BEGIN LISTED RECORDS

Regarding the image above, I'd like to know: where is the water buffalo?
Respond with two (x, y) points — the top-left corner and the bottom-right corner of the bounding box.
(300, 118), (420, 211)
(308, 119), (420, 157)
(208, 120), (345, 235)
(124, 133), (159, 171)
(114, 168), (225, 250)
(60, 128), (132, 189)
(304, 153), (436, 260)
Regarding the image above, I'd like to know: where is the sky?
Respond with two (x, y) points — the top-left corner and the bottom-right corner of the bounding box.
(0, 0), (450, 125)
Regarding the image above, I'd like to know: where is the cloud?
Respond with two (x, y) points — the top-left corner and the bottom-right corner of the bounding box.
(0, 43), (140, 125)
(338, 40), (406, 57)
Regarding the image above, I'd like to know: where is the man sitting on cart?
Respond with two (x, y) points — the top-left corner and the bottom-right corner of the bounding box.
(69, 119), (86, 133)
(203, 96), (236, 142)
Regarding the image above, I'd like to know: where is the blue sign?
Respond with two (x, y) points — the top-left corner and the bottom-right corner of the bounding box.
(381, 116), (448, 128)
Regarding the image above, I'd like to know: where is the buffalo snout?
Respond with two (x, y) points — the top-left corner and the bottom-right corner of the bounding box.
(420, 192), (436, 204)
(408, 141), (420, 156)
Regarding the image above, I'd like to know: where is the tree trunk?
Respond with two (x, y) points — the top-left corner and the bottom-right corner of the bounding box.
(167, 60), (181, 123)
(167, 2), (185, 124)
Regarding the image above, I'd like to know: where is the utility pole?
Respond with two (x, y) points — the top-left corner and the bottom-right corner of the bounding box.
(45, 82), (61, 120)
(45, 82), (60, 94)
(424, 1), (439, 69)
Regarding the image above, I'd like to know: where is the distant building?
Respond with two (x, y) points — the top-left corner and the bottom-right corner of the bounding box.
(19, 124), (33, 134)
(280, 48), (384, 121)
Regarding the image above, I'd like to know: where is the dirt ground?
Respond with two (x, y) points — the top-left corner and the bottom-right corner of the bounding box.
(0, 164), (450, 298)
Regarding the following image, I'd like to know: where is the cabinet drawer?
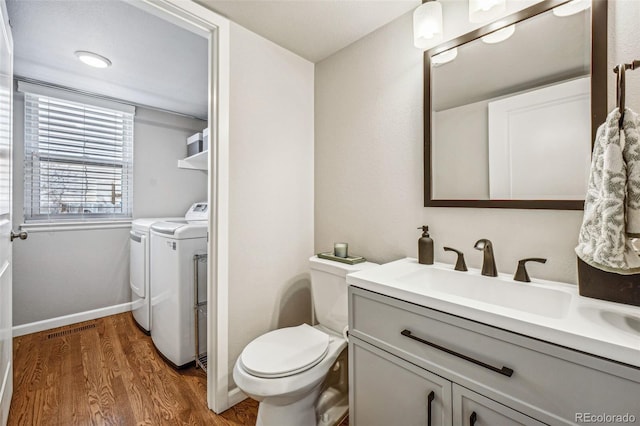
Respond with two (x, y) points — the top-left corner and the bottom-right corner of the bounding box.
(349, 339), (452, 426)
(453, 383), (544, 426)
(349, 287), (640, 424)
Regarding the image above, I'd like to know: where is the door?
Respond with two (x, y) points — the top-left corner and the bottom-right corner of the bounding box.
(453, 383), (544, 426)
(349, 337), (455, 426)
(0, 0), (13, 425)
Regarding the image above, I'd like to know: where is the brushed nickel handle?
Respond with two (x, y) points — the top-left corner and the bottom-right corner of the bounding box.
(427, 391), (436, 426)
(11, 231), (29, 241)
(400, 330), (513, 377)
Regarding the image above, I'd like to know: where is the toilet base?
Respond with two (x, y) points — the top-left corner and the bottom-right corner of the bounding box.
(256, 385), (320, 426)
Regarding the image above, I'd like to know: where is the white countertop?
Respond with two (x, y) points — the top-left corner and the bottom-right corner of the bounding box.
(347, 258), (640, 367)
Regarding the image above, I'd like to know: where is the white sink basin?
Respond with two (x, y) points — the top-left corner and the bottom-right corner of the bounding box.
(347, 258), (640, 367)
(396, 265), (571, 318)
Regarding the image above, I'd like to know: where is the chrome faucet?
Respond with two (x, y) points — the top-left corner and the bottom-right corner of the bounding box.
(473, 238), (498, 277)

END LISTED RECORDS

Reproduce all of the entries above word for word and in their original order, leaving out the pictures.

▶ [EXERCISE RESULT]
Regarding the image above, I'd like to know: where is the water buffalo?
Respond with two (x, y) points — the top-left corner and the bottom-right corner of the bounding box.
(300, 118), (420, 211)
(308, 119), (420, 157)
(208, 120), (345, 235)
(124, 133), (159, 171)
(114, 168), (225, 250)
(60, 128), (132, 189)
(304, 153), (436, 260)
Regarding the image above, I'd like to know: where is the sky?
Respond with two (x, y) points — the top-left corner and the bottom-right corner of the bounding box.
(0, 0), (450, 125)
Regarding the image above, I'd like to know: where is the cloud?
Respond with two (x, y) points — the top-left corner and the bottom-right corner of the bounding box.
(0, 43), (140, 125)
(338, 40), (406, 57)
Regarding the image above, I'd like to know: where is the man sitting on cart?
Respond with two (x, y) points — the top-left corner and the bottom-right corner of the bounding box.
(69, 119), (86, 133)
(203, 96), (236, 142)
Regarding the image above, I'd like to know: where is the blue sign?
Respond with two (x, y) points — the top-left corner and the bottom-right corner of the bounding box.
(381, 116), (448, 128)
Regarding the image above, I'd like to know: where is the buffalo snout?
Respond with two (x, y) points — the top-left corner and the bottom-right corner of the bounding box.
(420, 192), (436, 204)
(408, 141), (420, 156)
Regarding the image above, I'd like to know: where is the tree trunk?
Respond with two (x, y) points — the top-left corner and the bottom-right corner of the bounding box.
(167, 60), (181, 123)
(167, 2), (185, 124)
Regarding the image above, I'd like to know: where is the utility pole?
Respond with two (x, y) points — the top-left corner and the bottom-right corner of the bounding box.
(45, 82), (61, 120)
(45, 82), (60, 94)
(424, 1), (439, 69)
Regarding the image above, I'd like to know: where is the distant building?
Respond with two (x, y) points — the top-left corner and the bottom-right corner of the bounding box.
(19, 124), (33, 134)
(280, 48), (384, 121)
Regarding the image above, I'd like to know: where is the dirt ground?
Respond with two (x, y) points — the top-left corner and the bottom-right corner of the bounding box.
(0, 164), (450, 298)
Regarding the following image, I'd like to know: where is the cabinet drawer?
Respond with two (x, y) points — the top-left corner and the bottom-right corner of the bounding box.
(349, 339), (452, 426)
(453, 383), (544, 426)
(349, 287), (640, 424)
Regarding the image above, I'd like to know: where is the door?
Respond with two (x, y) points — the top-left corner and the bottom-right corner of the bounding box.
(453, 383), (544, 426)
(349, 337), (455, 426)
(0, 0), (13, 425)
Regarding the image above, I'd like to know: where is the brushed nickel handle?
Respond with two (x, y) points — the top-left corner and the bottom-right corner of the bounding box.
(427, 391), (436, 426)
(11, 231), (29, 241)
(400, 330), (513, 377)
Regarding the image above, I'd like to know: where is the toilet base?
Respond with two (x, y) points — the top-left corner and the bottom-right corner of the bounding box.
(256, 385), (320, 426)
Regarding the image above, I'd like to know: where is the white countertop?
Respond with two (x, y) points — the top-left corner and the bottom-right corner of the bounding box.
(347, 258), (640, 367)
Regarding the image above, I'd like to know: where is the white sink basin?
Respond with two (x, y) points — the top-left corner and the bottom-right corner of the bounding box.
(347, 258), (640, 367)
(396, 265), (571, 318)
Regarding the image above, I'd like to know: where is the chrome faucet?
Respond with two (x, y) points — the top-left corner and the bottom-right corner of the bounding box.
(473, 238), (498, 277)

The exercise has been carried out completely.